YOUR GOAL – Retype the records below exactly as they appear, but leave out any pictures.
BEGIN
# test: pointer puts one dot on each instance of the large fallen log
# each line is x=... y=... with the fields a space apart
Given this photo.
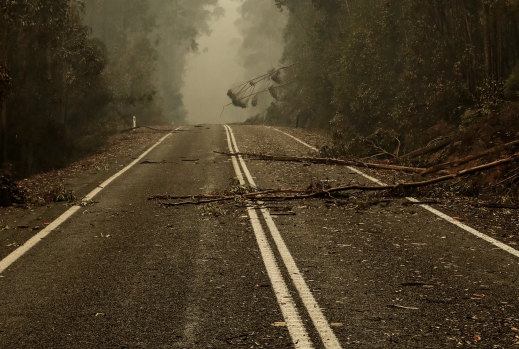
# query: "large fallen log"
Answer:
x=464 y=160
x=326 y=161
x=280 y=194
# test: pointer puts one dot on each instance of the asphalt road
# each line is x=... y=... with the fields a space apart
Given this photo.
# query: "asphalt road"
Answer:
x=126 y=272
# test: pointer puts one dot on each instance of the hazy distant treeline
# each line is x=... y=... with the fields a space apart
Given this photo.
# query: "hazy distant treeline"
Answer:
x=401 y=67
x=72 y=71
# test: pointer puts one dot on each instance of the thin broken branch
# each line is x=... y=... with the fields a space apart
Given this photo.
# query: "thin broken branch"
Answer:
x=280 y=194
x=461 y=161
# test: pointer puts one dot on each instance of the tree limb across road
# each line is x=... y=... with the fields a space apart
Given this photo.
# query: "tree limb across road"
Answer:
x=295 y=194
x=326 y=161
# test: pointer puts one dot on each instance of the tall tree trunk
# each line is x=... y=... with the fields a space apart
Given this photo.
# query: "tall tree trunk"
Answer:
x=3 y=96
x=486 y=39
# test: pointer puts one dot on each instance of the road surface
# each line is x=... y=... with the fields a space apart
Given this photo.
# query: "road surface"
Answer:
x=125 y=272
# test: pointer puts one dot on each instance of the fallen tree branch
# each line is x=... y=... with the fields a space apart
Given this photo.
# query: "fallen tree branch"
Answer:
x=461 y=161
x=431 y=147
x=326 y=161
x=268 y=195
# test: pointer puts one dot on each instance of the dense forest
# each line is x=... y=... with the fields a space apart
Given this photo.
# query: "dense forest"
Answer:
x=73 y=71
x=397 y=74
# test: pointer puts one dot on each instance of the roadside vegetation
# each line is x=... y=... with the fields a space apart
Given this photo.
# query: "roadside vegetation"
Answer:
x=72 y=72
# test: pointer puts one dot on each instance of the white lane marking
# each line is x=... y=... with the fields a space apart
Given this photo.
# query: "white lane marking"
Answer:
x=434 y=211
x=316 y=315
x=473 y=231
x=96 y=191
x=20 y=251
x=286 y=303
x=297 y=140
x=243 y=166
x=234 y=161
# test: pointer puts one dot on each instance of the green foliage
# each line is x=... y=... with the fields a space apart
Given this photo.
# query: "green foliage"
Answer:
x=64 y=86
x=404 y=66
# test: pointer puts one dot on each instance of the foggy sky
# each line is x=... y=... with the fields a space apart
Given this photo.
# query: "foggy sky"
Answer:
x=216 y=68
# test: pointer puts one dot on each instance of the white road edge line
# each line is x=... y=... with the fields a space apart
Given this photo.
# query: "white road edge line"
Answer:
END
RESULT –
# test: pointer puts one dot on each instance of the large fallen log
# each line is x=... y=... with the fields a space apart
Given this photo.
# query: "large fallen log"
Answer:
x=464 y=160
x=326 y=161
x=280 y=194
# test: pointer puts one dot on each instance of the asphalt road
# each line is x=... y=... with the fields a space apart
Given this photo.
# query: "asphalt road"
Answer:
x=126 y=272
# test: pointer puts one dot on each instance of the hazy distant treeline
# each line is x=... y=... with the fields a space apart
Given this photo.
# query: "hazy distant treeline"
Answer:
x=401 y=67
x=72 y=71
# test: pointer puts one dot on each instance of the thin broken branch
# each line is x=... y=... with the fields a space apart
Given this photo.
# query: "thin broken branch"
Answer:
x=280 y=194
x=461 y=161
# test: pointer puts one dot on each instance of the tree limb across road
# each line is x=... y=... with the fields a space apart
Given this photo.
# query: "tree limb across road"
Answer:
x=295 y=194
x=326 y=161
# test: pointer puts one dot on each instance of the tall tree trunk
# each line is x=... y=... with the fields a space apart
Given this photo.
# query: "tall tree trunk"
Answer:
x=3 y=96
x=486 y=39
# test: pointer puts one dot on each instance of the road surface
# each line is x=... y=... with the fields a space apart
Given this photo.
# query: "road surface"
Answer:
x=125 y=272
# test: pointer puts one dot on each instance of the fallen tree branch
# each line is x=... y=... with the fields a space apart
Given this photo.
# query: "fallen tree branch"
Answer:
x=461 y=161
x=431 y=147
x=326 y=161
x=268 y=195
# test: pointer puts one dot on each instance of the dense forest
# each line is x=... y=... with the fields a space apart
Given this photo.
# query: "dense forest"
Answer:
x=73 y=71
x=397 y=74
# test: pointer puts one dot on each instance of the roadside vegetation
# each line is x=... y=... with the fields a space apart
Given this photo.
# query: "roadside vegetation"
Answer:
x=72 y=72
# test: pointer puts one dot on each instance of the white lane marking
# each line is x=... y=... with the fields a space apart
Given this photo.
# query: "white lane marking"
Answer:
x=434 y=211
x=316 y=315
x=473 y=231
x=96 y=191
x=20 y=251
x=286 y=303
x=297 y=140
x=243 y=166
x=234 y=161
# test: pointer puts one dot on each instance of the green foliage
# each line is x=... y=... with the fields a space apart
Given this photo.
# query: "green foliage"
Answer:
x=64 y=86
x=404 y=66
# test: pointer puts one dot on each instance of the foggy sky
# each line is x=... y=... with the fields a space apart
Given this photo.
# query: "foggy sky"
Answer:
x=216 y=68
# test: pointer puts one dot on each instance of the white road edge line
# each line is x=... y=... with the fields a space apart
Given this photo.
# query: "white road edge line"
Answer:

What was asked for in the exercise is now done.